▶ **WORKING DATA**

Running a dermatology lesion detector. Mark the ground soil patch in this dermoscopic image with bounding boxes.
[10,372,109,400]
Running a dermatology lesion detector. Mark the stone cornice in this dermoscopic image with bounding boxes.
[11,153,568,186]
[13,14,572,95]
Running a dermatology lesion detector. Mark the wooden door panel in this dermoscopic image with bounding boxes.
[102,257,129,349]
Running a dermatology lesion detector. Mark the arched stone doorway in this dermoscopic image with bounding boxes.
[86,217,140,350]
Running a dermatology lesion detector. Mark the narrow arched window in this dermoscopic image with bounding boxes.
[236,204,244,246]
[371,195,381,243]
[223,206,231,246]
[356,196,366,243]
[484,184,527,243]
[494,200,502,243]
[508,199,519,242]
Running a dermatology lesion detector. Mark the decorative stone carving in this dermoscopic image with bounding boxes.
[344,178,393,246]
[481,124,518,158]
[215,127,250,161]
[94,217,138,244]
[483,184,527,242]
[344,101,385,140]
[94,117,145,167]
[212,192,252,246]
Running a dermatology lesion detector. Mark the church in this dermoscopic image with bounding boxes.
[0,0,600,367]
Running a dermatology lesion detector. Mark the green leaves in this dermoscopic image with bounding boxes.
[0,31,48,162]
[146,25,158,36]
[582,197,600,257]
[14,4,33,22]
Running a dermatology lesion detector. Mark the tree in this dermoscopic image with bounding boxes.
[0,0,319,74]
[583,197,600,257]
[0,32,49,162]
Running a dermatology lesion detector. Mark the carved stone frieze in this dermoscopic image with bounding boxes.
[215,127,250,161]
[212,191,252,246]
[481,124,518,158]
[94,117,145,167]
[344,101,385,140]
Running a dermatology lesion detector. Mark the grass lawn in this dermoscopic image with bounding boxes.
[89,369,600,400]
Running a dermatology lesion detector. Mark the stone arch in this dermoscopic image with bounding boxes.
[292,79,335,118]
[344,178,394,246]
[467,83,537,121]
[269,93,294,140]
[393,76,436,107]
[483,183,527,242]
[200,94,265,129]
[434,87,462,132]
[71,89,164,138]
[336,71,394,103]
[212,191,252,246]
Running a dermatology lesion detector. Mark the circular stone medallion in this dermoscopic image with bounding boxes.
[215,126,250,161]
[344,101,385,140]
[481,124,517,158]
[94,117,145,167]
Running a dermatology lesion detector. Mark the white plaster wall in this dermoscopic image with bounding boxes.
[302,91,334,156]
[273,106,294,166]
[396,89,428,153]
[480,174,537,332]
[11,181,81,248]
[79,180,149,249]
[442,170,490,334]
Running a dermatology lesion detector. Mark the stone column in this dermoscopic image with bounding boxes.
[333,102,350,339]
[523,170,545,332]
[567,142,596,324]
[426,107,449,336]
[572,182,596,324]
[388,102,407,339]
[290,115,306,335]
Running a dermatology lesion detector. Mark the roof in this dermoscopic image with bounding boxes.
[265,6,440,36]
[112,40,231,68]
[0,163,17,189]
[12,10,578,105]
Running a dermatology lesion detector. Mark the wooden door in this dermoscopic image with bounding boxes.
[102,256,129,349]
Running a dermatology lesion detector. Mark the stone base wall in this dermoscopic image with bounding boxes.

* * *

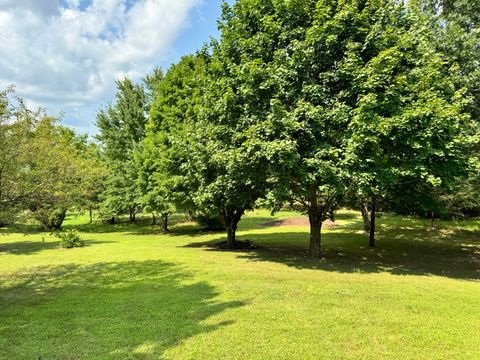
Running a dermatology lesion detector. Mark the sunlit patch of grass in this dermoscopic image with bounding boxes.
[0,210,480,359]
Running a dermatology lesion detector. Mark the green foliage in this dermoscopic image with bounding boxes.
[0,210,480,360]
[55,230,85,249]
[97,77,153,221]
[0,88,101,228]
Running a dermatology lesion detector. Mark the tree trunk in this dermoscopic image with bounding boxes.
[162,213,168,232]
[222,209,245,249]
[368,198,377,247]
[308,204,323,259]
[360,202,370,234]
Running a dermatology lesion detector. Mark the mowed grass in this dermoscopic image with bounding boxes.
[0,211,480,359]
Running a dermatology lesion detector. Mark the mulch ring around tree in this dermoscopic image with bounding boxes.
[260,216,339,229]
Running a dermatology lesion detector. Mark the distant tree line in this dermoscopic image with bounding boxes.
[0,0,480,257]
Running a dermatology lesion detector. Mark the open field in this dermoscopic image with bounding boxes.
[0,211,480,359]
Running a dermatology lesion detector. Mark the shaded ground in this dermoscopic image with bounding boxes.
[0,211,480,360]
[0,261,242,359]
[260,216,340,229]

▶ **TASK GOAL**
Please rewrite the lines from the line with "Running a dermatology lesion detector. Mark the circular" to the line with "[442,170,490,334]", both included, swapping "plaster" for "brick" and changing nothing else. Give only those lines.

▶ **EXERCISE SOLUTION**
Running a dermatology lesion detector. Mark the circular stone medallion in this dermoscopic image with bounding boxes.
[215,126,250,161]
[344,101,385,140]
[481,124,517,158]
[94,117,145,167]
Running a dermatology lesion detector. Mark the white brick wall in this dermoscopic image with bounding boxes.
[302,91,334,156]
[273,106,294,166]
[396,89,428,153]
[480,174,537,332]
[11,181,81,248]
[79,180,149,249]
[442,170,490,334]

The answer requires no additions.